DATA FOR THIS TASK:
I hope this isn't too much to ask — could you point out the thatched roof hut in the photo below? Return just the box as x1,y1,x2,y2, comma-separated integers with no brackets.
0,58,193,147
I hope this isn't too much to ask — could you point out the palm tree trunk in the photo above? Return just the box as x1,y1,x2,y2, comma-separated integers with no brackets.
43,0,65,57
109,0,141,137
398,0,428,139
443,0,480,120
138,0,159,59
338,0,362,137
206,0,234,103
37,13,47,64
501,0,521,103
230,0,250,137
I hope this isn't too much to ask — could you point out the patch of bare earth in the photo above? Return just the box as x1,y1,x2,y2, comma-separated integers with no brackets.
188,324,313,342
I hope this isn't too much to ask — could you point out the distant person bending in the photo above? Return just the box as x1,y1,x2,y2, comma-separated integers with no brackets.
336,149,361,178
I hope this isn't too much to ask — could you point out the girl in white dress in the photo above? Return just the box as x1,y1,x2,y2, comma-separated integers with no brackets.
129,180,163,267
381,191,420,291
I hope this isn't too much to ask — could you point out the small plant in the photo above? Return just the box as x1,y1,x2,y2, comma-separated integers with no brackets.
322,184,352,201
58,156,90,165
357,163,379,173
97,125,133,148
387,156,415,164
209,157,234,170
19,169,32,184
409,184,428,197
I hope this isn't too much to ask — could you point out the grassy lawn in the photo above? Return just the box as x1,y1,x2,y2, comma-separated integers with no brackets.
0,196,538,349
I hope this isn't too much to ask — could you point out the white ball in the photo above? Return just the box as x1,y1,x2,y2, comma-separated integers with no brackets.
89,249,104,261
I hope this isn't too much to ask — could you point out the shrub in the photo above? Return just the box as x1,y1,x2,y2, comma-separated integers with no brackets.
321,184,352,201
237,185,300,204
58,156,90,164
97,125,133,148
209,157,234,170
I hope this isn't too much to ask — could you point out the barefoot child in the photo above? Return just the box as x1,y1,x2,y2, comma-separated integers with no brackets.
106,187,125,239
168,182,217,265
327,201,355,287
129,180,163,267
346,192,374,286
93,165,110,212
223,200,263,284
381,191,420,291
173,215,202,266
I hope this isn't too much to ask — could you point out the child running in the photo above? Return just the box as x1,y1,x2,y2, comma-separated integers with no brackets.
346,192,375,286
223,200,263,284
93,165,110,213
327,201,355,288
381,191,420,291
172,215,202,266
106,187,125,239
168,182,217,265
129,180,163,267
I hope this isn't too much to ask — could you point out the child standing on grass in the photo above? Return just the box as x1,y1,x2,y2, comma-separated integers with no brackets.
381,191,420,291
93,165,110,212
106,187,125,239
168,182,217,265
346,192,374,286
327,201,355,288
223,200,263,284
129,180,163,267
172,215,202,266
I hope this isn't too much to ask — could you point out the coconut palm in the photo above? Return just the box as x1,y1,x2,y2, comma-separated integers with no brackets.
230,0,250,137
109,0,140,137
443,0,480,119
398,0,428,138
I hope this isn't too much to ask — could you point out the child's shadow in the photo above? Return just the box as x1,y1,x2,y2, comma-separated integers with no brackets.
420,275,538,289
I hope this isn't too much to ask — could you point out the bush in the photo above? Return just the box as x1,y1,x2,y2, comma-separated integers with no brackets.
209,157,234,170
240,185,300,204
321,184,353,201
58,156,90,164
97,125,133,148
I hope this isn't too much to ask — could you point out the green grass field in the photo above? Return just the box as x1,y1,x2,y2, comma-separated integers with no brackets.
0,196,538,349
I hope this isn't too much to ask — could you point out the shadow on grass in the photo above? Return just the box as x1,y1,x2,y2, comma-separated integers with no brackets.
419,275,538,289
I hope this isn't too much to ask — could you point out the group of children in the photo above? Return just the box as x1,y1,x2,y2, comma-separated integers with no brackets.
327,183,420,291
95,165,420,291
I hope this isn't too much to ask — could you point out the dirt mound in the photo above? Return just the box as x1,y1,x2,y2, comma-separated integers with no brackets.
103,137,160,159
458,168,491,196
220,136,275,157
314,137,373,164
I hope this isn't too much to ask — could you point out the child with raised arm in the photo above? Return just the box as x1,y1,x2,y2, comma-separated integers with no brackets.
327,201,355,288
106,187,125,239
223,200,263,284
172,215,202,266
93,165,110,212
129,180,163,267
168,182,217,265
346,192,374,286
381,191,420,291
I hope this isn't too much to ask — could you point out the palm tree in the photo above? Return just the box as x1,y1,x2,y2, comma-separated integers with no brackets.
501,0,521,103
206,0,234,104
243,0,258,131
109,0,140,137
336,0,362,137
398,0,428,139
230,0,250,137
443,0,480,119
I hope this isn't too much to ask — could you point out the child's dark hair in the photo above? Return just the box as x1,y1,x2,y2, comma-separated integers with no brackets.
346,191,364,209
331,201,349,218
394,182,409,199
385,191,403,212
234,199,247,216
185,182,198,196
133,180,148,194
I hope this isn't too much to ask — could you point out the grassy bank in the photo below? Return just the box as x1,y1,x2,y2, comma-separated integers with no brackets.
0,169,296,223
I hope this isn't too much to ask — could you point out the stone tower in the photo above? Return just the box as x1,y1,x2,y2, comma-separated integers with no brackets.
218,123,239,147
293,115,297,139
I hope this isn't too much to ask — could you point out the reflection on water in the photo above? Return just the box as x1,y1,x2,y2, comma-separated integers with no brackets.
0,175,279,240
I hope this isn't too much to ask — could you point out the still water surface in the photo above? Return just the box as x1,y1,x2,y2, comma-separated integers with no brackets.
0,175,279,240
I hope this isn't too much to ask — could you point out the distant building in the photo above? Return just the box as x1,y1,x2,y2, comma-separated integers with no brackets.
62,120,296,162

TASK STATEMENT:
Quote all of the rows above word for word, keeping their original order.

WRITTEN SOLUTION:
I hope this isn't too much to ask — could you point out the thatched roof hut in the photo below? Return just the box as x1,y1,x2,y2, comma-separated integers with no brackets.
0,58,193,147
I hope this isn't too much to ask — could you point out the palm tree trunk in the photo above? Return just the box as x1,y1,x2,y2, comma-separated integers with no brackets.
43,0,65,57
109,0,141,137
398,0,428,139
443,0,480,120
138,0,159,59
338,0,362,137
206,0,234,103
37,13,47,64
501,0,521,103
230,0,250,137
I hope this isn't too much to ask — could you point out the patch of bare earth in the photo above? Return just the box as x1,y1,x2,y2, comma-separated integers with no brackets.
188,324,313,342
I hope this isn't too much to ask — could you point out the distant person bending in the photo above? Return just the box as x1,y1,x2,y2, comma-separated integers with no brackets.
336,149,361,178
I hope this isn't too much to ask — could you point out the girl in white dress in the photo above? Return just the box as x1,y1,x2,y2, comma-separated integers with no brackets.
129,180,163,267
381,191,420,291
I hope this isn't too much to ask — could you point out the small plant in the photo above? Return just the box as x1,y1,x2,y2, comma-separated integers with no brackets.
322,184,352,201
58,156,90,165
357,163,379,173
97,125,133,148
387,156,415,164
209,157,234,170
19,169,32,184
409,184,428,197
I hope this isn't too much to ask — could you point out the grassy lawn in the photo above? Return just the box as x1,y1,x2,y2, comma-separated integers with no brackets.
0,196,538,349
I hope this isn't too much to ask — could you point out the white ball in the photo above? Return just the box as x1,y1,x2,y2, comma-separated integers with no brackets.
89,249,104,261
I hope this isn't too much to ask — could you point out the shrub in the photo above? Return just the box as x1,y1,x2,y2, comma-separated integers with no brackets.
321,184,352,201
237,185,300,204
58,156,90,164
97,125,133,148
209,157,234,170
I hope this isn't too much to ask — could you point out the barefoot child in the photo above? Return just the box as x1,y1,x2,y2, comma-separated integers with no brackets.
106,187,125,239
168,182,217,265
327,201,355,287
129,180,163,267
346,192,374,286
93,165,110,212
223,200,263,284
381,191,420,291
173,215,202,266
I hope this isn't too much to ask — could you point out the child running in the photo above? Return just the box as x1,y1,x2,y2, comma-separated integers with no brackets.
346,192,375,286
223,200,263,284
93,165,110,213
327,201,355,288
381,191,420,291
172,215,202,266
106,187,125,239
168,182,217,265
129,180,163,267
I hope this isn't too much to ask — could you point out the child standing on grass in the photo above? Return just the box as x1,y1,x2,y2, comma-separated integers with no brackets.
381,191,420,291
93,165,110,212
106,187,125,239
168,182,217,265
346,192,374,286
327,201,355,288
223,200,263,284
129,180,163,267
172,215,202,266
I hope this isn't too much to ask — could you point out the coconut palm in the photo above? Return just the box as x1,y1,x2,y2, comma-separated integers with no brackets.
230,0,250,137
109,0,140,137
443,0,480,119
398,0,428,138
I hope this isn't too much to ask — could you point out the child's shadow in the photo above? Return just the box as x1,y1,x2,y2, comma-separated integers with no brackets.
420,275,538,289
I hope this isn't too much to ask — could you point out the bush in the photo above? Return just the box as x1,y1,x2,y2, comma-separated integers with no brackets.
209,157,234,170
240,185,300,204
321,184,353,201
58,156,90,164
97,125,133,148
I hope this isn't too much to ask — could you point out the green grass field in the photo above? Return just the box as x1,y1,x2,y2, comma-separated integers with no brackets.
0,196,538,349
I hope this isn't too much to ask — could you point out the shadow on grass in the photo above? Return just the box as x1,y1,x2,y2, comma-separated integers with no brackets.
419,275,538,289
I hope this isn't too much to ask — could you point out the group of children in the photo above? Return just the box as x1,y1,x2,y2, comma-separated integers with no brackets.
327,183,420,291
95,165,420,291
I hope this isn't too much to ask — could you point out the dirt mound in the photo above? Return just the box as x1,y1,x2,y2, comma-separated integers with no brackets.
103,137,160,159
458,168,491,196
220,136,275,157
314,137,373,164
I hope this isn't too much to ask — could you point out the child with raised arm in the photo above? Return just the box as x1,y1,x2,y2, comma-separated integers with no brackets.
327,201,355,288
106,187,125,239
223,200,263,284
172,215,202,266
93,165,110,212
129,180,163,267
168,182,217,265
346,192,374,286
381,191,420,291
I hope this isn't too much to ask — could you point out the palm tree in the photo above? Return just the box as x1,y1,x2,y2, comma-separated integers with no brackets.
501,0,521,103
206,0,234,104
243,0,258,131
109,0,140,137
336,0,362,137
398,0,428,139
230,0,250,137
443,0,480,119
I hope this isn't too much to ask — could you point out the child's dark hair in the photo above? Return just the box as x1,y1,x2,y2, comma-separated integers with no brackets.
346,191,364,209
331,201,349,218
394,182,409,199
385,191,403,212
234,199,247,216
185,182,198,196
133,180,148,194
I hope this isn't too much to ask — could you point out the grassy bank in the photo below? Return just the box as x1,y1,x2,y2, comma-separated integers with no brackets.
0,169,296,223
I hope this isn't too much to ask — could you point out the stone tower in the photo above? Return just the box as x1,y1,x2,y2, comma-separated integers with no brackets.
218,123,239,147
293,115,297,139
I hope this isn't too much to ask — could you point out the reflection on water in the photo above? Return just the box as x1,y1,x2,y2, comma-separated integers with no brackets.
0,175,279,240
I hope this isn't too much to ask — could you point out the still water surface in the photo above? Return just the box as x1,y1,x2,y2, comma-separated integers with no brackets.
0,175,279,240
I hope this isn't too much to ask — could you point out the distant building in the photo above? Return just the box as x1,y1,x2,y2, comma-separated integers with no brackets.
62,120,296,162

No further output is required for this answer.